Problem description:
Across all the entries, tally the lines holding the word "below", and give the number by itself.

::: Records for the exercise

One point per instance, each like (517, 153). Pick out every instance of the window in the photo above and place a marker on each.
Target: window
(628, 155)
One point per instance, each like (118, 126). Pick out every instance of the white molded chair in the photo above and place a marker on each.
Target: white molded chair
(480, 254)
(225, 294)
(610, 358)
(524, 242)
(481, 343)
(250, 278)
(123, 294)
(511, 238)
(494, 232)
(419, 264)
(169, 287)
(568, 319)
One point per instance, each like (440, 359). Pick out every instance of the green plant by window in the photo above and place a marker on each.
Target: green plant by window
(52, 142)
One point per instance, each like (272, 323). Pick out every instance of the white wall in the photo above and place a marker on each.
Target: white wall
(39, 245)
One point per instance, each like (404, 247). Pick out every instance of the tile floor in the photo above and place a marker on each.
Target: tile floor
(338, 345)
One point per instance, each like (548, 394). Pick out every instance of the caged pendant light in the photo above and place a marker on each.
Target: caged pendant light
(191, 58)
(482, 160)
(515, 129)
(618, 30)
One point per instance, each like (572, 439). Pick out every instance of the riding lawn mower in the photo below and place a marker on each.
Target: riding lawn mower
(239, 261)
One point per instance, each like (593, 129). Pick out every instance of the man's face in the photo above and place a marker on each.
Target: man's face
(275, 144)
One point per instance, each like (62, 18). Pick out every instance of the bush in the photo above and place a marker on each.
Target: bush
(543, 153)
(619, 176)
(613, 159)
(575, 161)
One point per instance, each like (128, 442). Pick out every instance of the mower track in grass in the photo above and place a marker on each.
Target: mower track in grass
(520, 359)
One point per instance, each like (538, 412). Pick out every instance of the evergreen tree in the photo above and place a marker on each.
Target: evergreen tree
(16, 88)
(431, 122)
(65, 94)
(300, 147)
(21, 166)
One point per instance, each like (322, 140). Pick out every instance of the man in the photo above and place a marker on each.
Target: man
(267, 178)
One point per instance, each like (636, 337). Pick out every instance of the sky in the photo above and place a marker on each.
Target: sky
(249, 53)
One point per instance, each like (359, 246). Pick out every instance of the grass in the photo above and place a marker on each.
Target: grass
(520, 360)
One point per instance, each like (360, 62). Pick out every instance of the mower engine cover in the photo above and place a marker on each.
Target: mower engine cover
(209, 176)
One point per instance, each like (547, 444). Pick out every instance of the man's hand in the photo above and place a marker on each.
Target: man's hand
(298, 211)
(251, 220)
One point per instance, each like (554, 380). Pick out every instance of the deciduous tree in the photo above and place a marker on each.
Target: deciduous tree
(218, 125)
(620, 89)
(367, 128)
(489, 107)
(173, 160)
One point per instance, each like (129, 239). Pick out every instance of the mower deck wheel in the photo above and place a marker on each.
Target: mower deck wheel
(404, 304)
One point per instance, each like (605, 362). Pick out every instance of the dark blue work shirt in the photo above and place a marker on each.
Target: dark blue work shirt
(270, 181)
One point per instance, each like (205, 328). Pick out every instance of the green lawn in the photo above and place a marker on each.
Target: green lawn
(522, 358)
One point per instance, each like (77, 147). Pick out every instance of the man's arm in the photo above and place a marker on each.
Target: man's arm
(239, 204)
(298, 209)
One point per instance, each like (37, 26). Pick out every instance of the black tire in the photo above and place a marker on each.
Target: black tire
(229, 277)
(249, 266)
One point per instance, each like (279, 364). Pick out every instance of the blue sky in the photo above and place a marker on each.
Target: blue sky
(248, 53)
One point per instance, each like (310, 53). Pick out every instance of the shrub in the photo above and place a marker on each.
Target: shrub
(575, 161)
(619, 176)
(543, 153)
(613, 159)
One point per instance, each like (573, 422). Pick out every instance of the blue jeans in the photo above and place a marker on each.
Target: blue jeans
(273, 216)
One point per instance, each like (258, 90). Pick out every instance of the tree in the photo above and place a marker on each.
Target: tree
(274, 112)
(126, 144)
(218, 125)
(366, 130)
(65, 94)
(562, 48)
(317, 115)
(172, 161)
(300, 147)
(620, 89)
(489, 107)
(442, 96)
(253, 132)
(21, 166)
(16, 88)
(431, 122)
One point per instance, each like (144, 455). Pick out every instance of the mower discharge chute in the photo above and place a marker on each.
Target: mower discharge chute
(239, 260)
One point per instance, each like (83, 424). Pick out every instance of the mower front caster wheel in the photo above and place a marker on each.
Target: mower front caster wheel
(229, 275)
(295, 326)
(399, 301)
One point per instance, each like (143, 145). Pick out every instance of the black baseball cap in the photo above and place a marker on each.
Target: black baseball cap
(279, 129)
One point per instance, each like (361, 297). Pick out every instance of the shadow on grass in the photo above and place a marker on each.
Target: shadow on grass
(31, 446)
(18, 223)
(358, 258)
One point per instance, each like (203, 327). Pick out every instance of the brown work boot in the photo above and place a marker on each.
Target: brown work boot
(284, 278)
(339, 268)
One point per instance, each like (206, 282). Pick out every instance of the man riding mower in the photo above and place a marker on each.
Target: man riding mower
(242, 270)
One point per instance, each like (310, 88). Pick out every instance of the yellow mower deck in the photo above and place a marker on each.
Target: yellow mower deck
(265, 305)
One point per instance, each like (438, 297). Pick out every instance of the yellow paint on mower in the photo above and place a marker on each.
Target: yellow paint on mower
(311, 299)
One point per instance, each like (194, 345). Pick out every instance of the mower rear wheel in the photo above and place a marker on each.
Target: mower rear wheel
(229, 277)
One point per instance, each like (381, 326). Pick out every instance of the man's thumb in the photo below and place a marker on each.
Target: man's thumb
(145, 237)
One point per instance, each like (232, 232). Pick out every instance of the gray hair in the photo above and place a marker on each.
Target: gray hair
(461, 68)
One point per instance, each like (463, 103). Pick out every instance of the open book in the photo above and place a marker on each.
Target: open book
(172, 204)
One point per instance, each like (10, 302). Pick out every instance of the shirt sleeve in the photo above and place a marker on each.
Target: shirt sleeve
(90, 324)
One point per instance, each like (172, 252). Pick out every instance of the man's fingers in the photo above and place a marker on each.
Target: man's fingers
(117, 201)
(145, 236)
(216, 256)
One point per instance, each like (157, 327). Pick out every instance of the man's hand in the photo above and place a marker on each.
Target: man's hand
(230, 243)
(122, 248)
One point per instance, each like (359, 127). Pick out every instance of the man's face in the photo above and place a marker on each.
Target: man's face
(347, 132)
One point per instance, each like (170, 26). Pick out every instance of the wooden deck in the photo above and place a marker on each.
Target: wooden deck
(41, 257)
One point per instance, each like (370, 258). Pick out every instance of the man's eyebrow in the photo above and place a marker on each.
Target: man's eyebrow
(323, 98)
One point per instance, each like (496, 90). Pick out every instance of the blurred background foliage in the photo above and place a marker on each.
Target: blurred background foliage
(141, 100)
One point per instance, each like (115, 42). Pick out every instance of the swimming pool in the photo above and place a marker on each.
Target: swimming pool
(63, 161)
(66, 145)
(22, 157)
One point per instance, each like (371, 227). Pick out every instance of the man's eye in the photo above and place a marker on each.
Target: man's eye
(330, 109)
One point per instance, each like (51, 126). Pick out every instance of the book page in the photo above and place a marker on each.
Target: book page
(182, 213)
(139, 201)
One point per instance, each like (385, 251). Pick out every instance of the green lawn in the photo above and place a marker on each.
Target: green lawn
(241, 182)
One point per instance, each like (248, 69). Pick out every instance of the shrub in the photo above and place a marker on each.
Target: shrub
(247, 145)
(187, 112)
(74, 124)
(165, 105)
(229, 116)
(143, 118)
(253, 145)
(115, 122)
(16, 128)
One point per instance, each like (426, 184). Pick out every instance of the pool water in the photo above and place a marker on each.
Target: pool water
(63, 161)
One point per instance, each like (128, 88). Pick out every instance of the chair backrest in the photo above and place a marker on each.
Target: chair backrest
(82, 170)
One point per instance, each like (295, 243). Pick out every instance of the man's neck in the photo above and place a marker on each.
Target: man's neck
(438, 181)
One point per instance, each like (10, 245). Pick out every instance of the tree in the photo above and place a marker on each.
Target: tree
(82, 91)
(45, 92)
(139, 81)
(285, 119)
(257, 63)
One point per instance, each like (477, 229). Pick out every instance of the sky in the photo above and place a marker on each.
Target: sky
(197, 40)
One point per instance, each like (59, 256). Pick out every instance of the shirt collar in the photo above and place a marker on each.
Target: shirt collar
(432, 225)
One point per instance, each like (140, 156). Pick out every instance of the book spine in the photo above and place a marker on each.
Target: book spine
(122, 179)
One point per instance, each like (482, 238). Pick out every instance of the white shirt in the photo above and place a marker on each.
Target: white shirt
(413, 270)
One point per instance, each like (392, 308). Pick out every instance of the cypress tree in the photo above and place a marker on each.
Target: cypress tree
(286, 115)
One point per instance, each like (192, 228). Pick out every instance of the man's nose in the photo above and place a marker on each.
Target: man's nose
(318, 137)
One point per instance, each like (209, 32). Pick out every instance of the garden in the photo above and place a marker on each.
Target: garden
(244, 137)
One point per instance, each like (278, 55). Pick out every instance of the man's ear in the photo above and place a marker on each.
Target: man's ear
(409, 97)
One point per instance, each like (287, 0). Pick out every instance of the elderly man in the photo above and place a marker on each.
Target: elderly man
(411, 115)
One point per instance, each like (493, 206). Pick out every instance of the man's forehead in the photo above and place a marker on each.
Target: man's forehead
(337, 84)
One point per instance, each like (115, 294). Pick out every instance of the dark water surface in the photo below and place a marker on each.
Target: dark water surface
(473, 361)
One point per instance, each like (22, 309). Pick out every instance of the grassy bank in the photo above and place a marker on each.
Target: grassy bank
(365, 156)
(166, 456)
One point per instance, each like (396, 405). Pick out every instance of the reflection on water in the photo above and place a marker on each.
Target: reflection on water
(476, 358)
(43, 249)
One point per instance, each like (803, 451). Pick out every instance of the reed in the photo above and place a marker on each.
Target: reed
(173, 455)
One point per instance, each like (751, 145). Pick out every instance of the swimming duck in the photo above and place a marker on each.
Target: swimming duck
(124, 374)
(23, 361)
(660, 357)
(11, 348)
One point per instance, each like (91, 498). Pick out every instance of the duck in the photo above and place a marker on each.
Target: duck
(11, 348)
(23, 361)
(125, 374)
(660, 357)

::::::

Exercise solution:
3